## Ausgangstext
Die Beschwerdeführerin hat dem Bund Aufwendungen in der Höhe von S 4.565,-- binnen zwei Wochen bei sonstiger Exekution zu ersetzen.
Begründung
Mit Bescheid vom 7. April 1993 erteilte der Landeshauptmann von Oberösterreich der Beschwerdeführerin gemäß § 138 Abs. 1 lit. a des Wasserrechtsgesetzes 1959 (WRG 1959) zur Herstellung des gesetzmäßigen Zustandes auf dem Grundstück Nr. 389/6, KG Sch., den wasserpolizeilichen Auftrag, die in einer Entfernung von ca. 80 m in östlicher Richtung von einem näher bezeichneten Haus in der V-förmig ausgebildeten Geländemulde im Ausmaß von ca. 20 m3 gelagerten Abfälle, wie insbesondere Hausmüll, Ölkanister mit geringen Mengen Ölinhalt, Putzmittelbehälter, Medikamentendosen, Dosen mit Lackresten, Polystyrolbecher, PVC-Becher, PE-Kunststoff-Taschen, PE-Mineralölbehälter und größere Mengen an Flaschen umgehend, längstens jedoch bis zum 15. Mai 1993, zu entfernen und einer ordnungsgemäßen Entsorgung zuzuführen.
Die Beschwerdeführerin berief. Sie machte im wesentlichen geltend, sie habe keinen Müll abgelagert.
Mit Bescheid vom 5. Dezember 1995 wies die belangte Behörde die Berufung ab und setzte die Frist zur Herstellung des gesetzlichen Zustandes mit 1. Februar 1996 neu fest.
In der Begründung wird ausgeführt, es sei mit einer Versickerung von Wässern aus der Deponie in das Grundwasser zu rechnen, wodurch es zu einer Beeinträchtigung der Nutzungsmöglichkeit des Grundwassers für Trinkwasserzwecke komme, was dem öffentlichen Interesse an der Reinhaltung der Gewässer widerspreche.
Wie aus dem bei einer von der Bezirkshauptmannschaft Gmunden am 28. Juni 1995 durchgeführten mündlichen Verhandlung erhobenen Befund des Amtssachverständigen für Abfalltechnik und Chemie hervorgehe, handle es sich bei der gegenständlichen Deponie um eine Hausmülldeponie und seien die dort vorgefundenen Gegenstände typische Haushaltsgegenstände. Nach dem Gutachten des Amtssachverständigen seien die Ablagerungen zum größten Teil offensichtlich seit längerer Zeit auf der Deponie gelagert worden, da keinerlei leicht abbaubare organische Substanzen mehr hätten vorgefunden werden können und das Erdreich zwischen den Abfällen bereits durchwurzelt gewesen sei.

## Vorliegende Daten
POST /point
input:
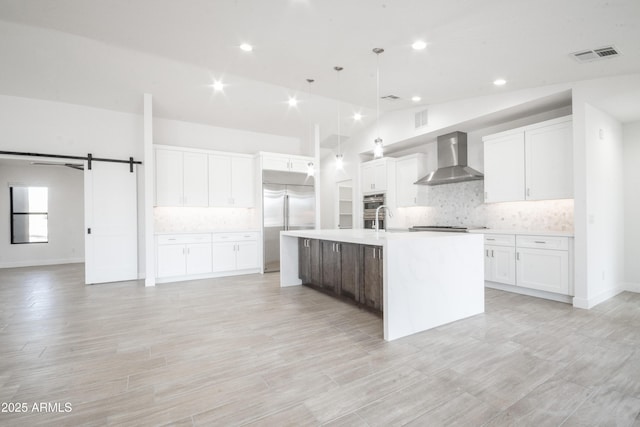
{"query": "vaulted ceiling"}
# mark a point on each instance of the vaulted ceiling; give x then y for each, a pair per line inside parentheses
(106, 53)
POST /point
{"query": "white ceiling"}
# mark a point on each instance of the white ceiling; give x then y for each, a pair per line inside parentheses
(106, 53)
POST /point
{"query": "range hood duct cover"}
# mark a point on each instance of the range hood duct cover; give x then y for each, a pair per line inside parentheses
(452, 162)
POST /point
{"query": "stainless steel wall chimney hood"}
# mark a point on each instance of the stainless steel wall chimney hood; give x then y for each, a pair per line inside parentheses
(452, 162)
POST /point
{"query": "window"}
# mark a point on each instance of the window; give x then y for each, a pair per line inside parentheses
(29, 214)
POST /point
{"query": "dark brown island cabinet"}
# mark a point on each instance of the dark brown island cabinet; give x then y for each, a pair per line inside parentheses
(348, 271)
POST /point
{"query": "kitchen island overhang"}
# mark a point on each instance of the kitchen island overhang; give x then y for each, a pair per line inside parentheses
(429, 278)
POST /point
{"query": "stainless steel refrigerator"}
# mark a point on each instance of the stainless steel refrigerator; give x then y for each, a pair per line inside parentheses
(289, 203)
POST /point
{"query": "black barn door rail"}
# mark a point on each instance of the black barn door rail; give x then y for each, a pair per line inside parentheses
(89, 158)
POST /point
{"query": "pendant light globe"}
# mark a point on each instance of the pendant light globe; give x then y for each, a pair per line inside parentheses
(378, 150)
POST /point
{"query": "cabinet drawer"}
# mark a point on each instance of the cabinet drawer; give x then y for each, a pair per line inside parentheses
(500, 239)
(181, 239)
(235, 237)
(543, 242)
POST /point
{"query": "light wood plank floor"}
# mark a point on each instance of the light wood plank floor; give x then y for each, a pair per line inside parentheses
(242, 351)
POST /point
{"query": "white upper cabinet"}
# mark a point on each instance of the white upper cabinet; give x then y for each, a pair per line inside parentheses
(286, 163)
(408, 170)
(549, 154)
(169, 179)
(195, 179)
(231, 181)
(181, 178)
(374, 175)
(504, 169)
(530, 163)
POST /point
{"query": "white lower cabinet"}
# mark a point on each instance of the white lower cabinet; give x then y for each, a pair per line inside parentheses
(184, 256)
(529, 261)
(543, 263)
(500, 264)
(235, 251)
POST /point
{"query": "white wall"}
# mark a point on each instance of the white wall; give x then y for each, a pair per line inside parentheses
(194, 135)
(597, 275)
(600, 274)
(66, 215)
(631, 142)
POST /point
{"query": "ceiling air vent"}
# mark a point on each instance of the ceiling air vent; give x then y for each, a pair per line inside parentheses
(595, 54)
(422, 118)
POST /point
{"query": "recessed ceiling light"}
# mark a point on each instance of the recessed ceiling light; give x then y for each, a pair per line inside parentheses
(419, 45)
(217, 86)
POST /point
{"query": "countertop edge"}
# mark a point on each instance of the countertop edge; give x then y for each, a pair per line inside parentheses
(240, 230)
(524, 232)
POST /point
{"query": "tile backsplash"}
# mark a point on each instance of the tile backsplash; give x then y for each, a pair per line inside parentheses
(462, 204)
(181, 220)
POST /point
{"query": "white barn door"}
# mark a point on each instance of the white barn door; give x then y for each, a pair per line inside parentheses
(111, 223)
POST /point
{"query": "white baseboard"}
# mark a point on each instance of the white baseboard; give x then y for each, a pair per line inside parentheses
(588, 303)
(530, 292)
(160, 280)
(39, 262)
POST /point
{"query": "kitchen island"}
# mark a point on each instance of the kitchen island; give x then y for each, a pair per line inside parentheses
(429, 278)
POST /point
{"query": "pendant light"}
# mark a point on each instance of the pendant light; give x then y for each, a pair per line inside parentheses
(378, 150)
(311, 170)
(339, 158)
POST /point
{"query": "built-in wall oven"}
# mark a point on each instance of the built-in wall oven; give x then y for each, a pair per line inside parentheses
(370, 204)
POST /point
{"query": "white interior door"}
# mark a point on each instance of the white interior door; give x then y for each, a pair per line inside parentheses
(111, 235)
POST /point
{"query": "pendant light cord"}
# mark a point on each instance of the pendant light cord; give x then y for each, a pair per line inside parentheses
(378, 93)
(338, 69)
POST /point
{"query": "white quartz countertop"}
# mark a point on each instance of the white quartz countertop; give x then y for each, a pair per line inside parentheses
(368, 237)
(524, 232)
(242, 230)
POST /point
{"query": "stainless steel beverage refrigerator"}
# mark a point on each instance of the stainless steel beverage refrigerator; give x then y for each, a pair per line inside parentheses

## Zu erledigen
• A. Tippen Sie im Ausgangstext den Abschnitt von „Die Beschwerdeführerin berief.“ bis „1996 neu fest.“ unverändert ab.
• B. Beantworten Sie anhand des Ausgangstexts kurz:
(i) Bis zu welchem Tag sollten die Abfälle nach dem Bescheid vom 7. April 1993 spätestens entfernt sein?
(ii) Auf welchen Tag legte die belangte Behörde die Frist zur Herstellung des gesetzlichen Zustandes neu fest?
(iii) Welche Behörde führte am 28. Juni 1995 die mündliche Verhandlung durch?

## Lösungen
• A.
Die Beschwerdeführerin berief. Sie machte im wesentlichen geltend, sie habe keinen Müll abgelagert.
Mit Bescheid vom 5. Dezember 1995 wies die belangte Behörde die Berufung ab und setzte die Frist zur Herstellung des gesetzlichen Zustandes mit 1. Februar 1996 neu fest.

• B.
(i) Bis zum 15. Mai 1993.
(ii) Auf den 1. Februar 1996.
(iii) Die Bezirkshauptmannschaft Gmunden.